Some records
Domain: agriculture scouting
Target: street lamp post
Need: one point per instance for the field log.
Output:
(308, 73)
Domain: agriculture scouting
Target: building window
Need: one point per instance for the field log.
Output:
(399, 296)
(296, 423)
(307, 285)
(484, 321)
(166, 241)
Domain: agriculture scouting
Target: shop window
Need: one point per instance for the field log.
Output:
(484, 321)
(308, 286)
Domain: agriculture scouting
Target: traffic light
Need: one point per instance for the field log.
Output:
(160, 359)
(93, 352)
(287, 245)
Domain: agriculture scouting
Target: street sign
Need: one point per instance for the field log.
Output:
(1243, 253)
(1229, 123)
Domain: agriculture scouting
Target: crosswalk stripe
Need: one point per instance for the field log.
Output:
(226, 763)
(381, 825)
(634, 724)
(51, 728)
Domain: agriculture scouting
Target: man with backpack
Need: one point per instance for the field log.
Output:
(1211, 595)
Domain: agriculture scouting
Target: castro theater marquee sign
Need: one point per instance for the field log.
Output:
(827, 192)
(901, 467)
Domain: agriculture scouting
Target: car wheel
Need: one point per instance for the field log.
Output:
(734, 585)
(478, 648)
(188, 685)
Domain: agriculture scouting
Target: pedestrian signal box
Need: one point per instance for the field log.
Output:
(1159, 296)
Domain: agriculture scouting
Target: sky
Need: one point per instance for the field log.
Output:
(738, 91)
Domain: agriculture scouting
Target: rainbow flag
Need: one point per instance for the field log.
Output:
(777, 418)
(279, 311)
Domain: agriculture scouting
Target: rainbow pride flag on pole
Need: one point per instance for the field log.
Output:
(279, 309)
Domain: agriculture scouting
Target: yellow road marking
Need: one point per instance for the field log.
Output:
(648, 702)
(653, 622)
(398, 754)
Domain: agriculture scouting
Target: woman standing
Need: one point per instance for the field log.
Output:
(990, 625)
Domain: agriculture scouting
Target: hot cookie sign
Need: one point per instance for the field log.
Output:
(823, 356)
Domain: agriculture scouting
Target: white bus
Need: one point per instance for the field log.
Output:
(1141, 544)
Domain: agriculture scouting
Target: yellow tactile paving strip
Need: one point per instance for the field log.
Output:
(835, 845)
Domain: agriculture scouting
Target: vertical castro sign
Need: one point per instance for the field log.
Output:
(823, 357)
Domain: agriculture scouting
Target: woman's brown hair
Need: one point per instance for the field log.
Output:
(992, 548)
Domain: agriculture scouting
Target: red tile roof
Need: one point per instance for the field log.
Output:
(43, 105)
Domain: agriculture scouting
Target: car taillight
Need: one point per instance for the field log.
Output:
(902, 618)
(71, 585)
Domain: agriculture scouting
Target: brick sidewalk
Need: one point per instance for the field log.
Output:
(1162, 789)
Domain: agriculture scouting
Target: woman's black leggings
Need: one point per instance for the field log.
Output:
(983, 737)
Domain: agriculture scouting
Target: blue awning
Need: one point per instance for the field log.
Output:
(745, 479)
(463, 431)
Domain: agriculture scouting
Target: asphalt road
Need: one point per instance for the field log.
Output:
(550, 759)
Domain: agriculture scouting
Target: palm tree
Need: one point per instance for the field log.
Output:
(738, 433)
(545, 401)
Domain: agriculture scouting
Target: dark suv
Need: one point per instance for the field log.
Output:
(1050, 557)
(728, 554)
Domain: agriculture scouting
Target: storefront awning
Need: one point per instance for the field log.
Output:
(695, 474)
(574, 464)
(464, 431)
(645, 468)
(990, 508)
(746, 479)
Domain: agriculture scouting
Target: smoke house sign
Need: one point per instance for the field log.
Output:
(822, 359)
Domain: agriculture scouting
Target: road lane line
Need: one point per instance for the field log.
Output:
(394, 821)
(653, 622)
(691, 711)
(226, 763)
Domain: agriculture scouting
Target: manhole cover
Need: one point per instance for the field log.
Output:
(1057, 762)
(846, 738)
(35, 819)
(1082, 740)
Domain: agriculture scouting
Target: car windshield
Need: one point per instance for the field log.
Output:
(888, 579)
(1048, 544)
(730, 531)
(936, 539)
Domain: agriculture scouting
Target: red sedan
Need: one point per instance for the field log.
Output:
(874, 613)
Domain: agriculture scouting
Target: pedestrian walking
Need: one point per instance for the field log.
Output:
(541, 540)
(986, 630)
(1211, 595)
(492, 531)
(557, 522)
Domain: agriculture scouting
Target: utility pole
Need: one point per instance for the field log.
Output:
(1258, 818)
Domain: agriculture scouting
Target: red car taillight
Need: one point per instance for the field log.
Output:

◆ **WHAT NEEDS TO BE DONE**
Repeat every record, keeping each word and mark exactly as it is.

◆ **ANSWER TO THIS TASK**
Domain: agriculture scouting
Target: street lamp post
Need: one point per instance for the field log.
Output:
(308, 73)
Domain: agriculture scouting
Target: building window
Need: one point per instance for the field log.
Output:
(399, 296)
(296, 423)
(307, 285)
(484, 321)
(166, 241)
Domain: agriculture scouting
Target: shop window
Need: one point per instance for the field log.
Output:
(484, 321)
(308, 286)
Domain: agriculture scouting
Target: traffic light
Need: one point per instance for the field log.
Output:
(160, 359)
(93, 352)
(287, 245)
Domain: agriculture scouting
Target: street sign
Need: one point per instance for the field log.
Output:
(1243, 253)
(1229, 123)
Domain: agriculture scouting
Target: crosswalk stripe
Need: one point per instance for the field log.
Output:
(226, 763)
(381, 825)
(634, 724)
(51, 728)
Domain: agriculture scouting
Target: man with backpack
Need: one point per instance for the field log.
Output:
(1211, 595)
Domain: agriculture scouting
Target: castro theater marquee sign
Need: one point per instance for the field log.
Output:
(827, 192)
(901, 467)
Domain: agriculture scouting
Target: car wheel
Need: one point per instance for the field log.
Output:
(734, 585)
(478, 648)
(188, 685)
Domain: agriculture scouting
Target: pedestrian signal box
Need: one point per instance for the field log.
Output:
(1159, 296)
Domain: agriculture scouting
Target: sky
Need: one point per instance for the field log.
Output:
(738, 91)
Domain: agriculture scouting
Target: rainbow flag
Need: one point per instance for the field log.
Output:
(777, 418)
(279, 311)
Domain: agriculture scouting
Target: rainbow pride flag on pole
Need: one point per instance for the field log.
Output:
(279, 309)
Domain: agriculture scouting
Target: yellow road marking
Need: one point per instance for the field log.
Output:
(648, 702)
(653, 622)
(398, 754)
Domain: agriculture scouting
Target: woman standing
Need: one point per instance for the field log.
Output:
(990, 625)
Domain: agriculture scouting
Target: hot cookie sign
Need: one point per instance for the field log.
Output:
(823, 356)
Domain: agriculture scouting
Target: white bus
Need: one point per instance for the field log.
Output:
(1141, 544)
Domain: agriculture scouting
Target: yellow tactile paving strip
Need: one point per instance for the field log.
Output:
(835, 845)
Domain: agriculture scouting
Target: vertical castro sign
Need: one point per instance for the field log.
Output:
(823, 357)
Domain: agriculture scouting
Target: woman's brown hair
Need: one point per instance for the field log.
Output:
(992, 548)
Domain: agriculture scouting
Target: red tile roof
Need: one point per instance for the field log.
Output:
(43, 105)
Domain: agriculture scouting
Target: car taillight
Need: one point per instance for the field log.
Output:
(902, 618)
(71, 585)
Domain: agriculture scouting
Target: brick sidewalk
Need: one point per instance for the field log.
Output:
(1162, 789)
Domain: agriculture scouting
Target: woman's black leggings
Need: one point per instance for the field log.
Output:
(983, 737)
Domain: agriculture scouting
Target: blue awning
Need: one point per instance for the field log.
Output:
(745, 479)
(463, 431)
Domain: agriculture scouting
Target: asphalt road
Need: one point per instance for the field log.
Output:
(550, 759)
Domain: agriculture scouting
Target: palm tree
Need: one point per instance for the field log.
Output:
(738, 433)
(545, 401)
Domain: agriculture scouting
Target: dark suv
Need: one point per instance for the field log.
Output:
(1050, 557)
(728, 554)
Domain: agriculture scouting
Target: storefront awning
Need: one point per instance for the field log.
Output:
(695, 474)
(574, 464)
(464, 431)
(645, 468)
(990, 508)
(746, 479)
Domain: agriculture scouting
Target: smoke house sign
Need: one point per instance for the field log.
Output:
(822, 359)
Domain: agriculture scouting
Target: road lane line
Need: one point per instance for the field log.
Output:
(394, 821)
(653, 622)
(691, 711)
(226, 763)
Domain: agriculture scouting
Target: manhole cover
Need: one point per instance for the field log.
Output:
(1057, 762)
(846, 738)
(35, 819)
(1082, 740)
Domain: agriculture scouting
Target: car windshield
Need: one point per instance for the field log.
Output:
(888, 579)
(1048, 544)
(730, 531)
(936, 539)
Domain: agriculture scouting
Target: red sedan
Need: one point per instance for the field log.
Output:
(874, 613)
Domain: agriculture scouting
Target: pedestrian walking
Need: one point per instance for the field log.
Output:
(541, 540)
(986, 630)
(1211, 595)
(492, 531)
(557, 522)
Domain: agriculture scouting
Target: utility pole
Need: one point per instance for the field log.
Output:
(1258, 818)
Domain: agriculture scouting
Target: red car taillight
Need: one point per instance for the field log.
Output:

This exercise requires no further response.